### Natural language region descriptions
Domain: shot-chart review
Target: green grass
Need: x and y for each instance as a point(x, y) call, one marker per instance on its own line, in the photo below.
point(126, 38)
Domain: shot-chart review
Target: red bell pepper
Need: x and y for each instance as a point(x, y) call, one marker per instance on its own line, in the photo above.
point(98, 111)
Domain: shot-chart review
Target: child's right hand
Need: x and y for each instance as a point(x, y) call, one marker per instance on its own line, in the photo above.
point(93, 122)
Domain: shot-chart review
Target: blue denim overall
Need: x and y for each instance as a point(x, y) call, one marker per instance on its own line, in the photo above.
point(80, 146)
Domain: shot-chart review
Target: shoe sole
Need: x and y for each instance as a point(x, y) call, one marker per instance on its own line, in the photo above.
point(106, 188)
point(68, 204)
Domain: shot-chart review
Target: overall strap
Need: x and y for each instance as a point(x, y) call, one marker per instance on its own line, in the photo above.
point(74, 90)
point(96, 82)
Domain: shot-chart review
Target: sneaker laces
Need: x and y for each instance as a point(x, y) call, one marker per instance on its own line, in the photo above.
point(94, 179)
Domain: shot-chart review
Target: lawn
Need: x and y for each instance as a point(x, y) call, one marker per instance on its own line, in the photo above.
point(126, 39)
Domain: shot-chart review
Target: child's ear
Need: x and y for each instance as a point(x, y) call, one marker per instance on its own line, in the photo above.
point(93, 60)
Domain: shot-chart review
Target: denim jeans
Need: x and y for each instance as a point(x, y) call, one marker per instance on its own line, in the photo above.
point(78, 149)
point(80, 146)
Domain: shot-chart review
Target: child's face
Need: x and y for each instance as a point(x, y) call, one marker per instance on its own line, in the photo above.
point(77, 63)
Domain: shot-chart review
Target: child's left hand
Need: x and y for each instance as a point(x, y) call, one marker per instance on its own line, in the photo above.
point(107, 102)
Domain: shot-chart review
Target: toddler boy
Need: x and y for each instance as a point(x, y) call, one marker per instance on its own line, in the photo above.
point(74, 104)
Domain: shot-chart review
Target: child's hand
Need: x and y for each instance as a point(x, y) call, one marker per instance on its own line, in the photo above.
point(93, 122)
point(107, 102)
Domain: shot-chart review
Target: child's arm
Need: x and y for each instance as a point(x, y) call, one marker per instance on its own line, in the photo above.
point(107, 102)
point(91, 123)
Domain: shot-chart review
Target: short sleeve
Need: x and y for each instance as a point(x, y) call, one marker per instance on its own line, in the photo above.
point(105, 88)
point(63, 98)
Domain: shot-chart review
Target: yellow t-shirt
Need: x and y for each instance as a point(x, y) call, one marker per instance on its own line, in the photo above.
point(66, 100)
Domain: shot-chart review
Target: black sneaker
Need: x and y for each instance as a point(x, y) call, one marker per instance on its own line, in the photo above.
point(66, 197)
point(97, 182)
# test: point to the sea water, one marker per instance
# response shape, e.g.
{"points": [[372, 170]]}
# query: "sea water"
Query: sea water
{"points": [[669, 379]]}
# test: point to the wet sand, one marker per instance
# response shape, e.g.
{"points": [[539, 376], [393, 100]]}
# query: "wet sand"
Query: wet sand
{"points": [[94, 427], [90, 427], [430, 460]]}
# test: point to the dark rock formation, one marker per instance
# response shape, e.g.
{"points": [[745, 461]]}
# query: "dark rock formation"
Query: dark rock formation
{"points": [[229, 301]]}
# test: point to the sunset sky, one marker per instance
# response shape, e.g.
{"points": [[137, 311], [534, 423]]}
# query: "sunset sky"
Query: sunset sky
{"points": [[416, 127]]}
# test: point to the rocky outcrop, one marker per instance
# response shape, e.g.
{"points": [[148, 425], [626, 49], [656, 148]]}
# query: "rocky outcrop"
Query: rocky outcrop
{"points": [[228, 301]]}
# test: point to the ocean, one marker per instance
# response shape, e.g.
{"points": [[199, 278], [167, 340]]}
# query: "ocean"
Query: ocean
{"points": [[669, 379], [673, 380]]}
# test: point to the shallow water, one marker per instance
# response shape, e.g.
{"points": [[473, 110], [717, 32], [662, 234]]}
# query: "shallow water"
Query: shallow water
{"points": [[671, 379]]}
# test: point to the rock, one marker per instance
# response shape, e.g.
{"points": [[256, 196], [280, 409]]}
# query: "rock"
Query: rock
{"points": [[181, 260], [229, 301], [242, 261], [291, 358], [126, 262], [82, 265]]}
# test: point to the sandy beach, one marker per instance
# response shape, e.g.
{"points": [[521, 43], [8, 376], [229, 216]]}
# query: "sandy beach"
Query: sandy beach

### Activity
If a line above holds the string "denim", copy it out.

### Output for this exercise
Target: blue denim overall
Target: denim jeans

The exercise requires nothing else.